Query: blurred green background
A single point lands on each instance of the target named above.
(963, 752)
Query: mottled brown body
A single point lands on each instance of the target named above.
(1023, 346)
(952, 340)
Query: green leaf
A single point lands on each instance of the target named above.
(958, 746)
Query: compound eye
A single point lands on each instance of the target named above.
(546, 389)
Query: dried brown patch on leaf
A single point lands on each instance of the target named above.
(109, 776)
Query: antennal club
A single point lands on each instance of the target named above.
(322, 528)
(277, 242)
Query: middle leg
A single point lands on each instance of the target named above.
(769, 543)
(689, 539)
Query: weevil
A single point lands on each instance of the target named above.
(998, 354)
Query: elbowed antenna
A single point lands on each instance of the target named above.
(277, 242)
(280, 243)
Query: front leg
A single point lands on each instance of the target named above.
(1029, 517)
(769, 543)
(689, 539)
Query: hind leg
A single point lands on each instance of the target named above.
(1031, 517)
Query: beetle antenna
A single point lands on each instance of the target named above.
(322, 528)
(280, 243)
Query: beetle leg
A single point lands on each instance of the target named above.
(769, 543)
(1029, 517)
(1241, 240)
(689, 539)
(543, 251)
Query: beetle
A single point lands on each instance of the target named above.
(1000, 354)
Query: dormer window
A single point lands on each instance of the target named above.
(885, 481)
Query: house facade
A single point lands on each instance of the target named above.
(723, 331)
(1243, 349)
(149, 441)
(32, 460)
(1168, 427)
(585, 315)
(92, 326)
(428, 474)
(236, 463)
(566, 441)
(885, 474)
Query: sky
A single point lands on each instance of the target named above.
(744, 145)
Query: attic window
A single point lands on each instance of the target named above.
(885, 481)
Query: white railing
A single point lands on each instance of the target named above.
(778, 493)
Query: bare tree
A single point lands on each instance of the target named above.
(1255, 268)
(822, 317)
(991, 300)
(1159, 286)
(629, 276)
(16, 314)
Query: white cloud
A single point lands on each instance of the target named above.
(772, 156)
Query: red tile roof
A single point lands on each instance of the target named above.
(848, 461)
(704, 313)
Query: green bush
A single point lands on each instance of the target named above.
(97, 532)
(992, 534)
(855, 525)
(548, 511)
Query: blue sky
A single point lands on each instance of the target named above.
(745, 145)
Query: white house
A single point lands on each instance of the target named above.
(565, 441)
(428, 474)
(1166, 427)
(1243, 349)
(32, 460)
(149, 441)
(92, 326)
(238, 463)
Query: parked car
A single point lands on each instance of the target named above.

-.-.-

[La tarea]
Copia tal cual las líneas de los ítems, empezando por la que contiene "Query: white house" y terminando con la última de todas, ambas incluidas.

[Respuesta resuelta]
Query: white house
A single point lands on each instance of the target named above.
(565, 441)
(428, 474)
(1166, 427)
(1243, 349)
(32, 460)
(149, 441)
(92, 326)
(238, 463)
Query: parked car
A single point lands on each instance of the target named above.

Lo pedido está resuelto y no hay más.